= Records for this task =
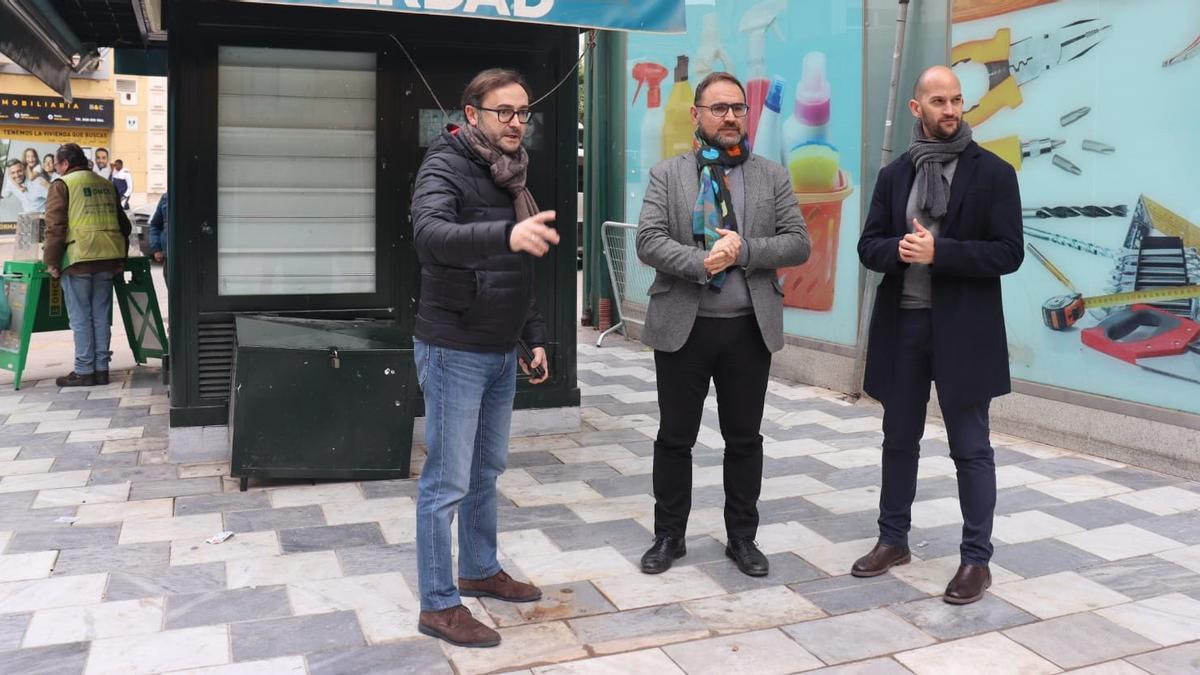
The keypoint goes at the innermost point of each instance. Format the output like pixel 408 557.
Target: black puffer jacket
pixel 477 294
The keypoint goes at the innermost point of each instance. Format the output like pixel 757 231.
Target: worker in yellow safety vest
pixel 87 242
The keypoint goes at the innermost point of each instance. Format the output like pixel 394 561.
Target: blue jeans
pixel 89 304
pixel 468 411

= Task to complete =
Look for the word "innermost" in the listing above and state how many lines have it; give the number and nothing else.

= Result for this task =
3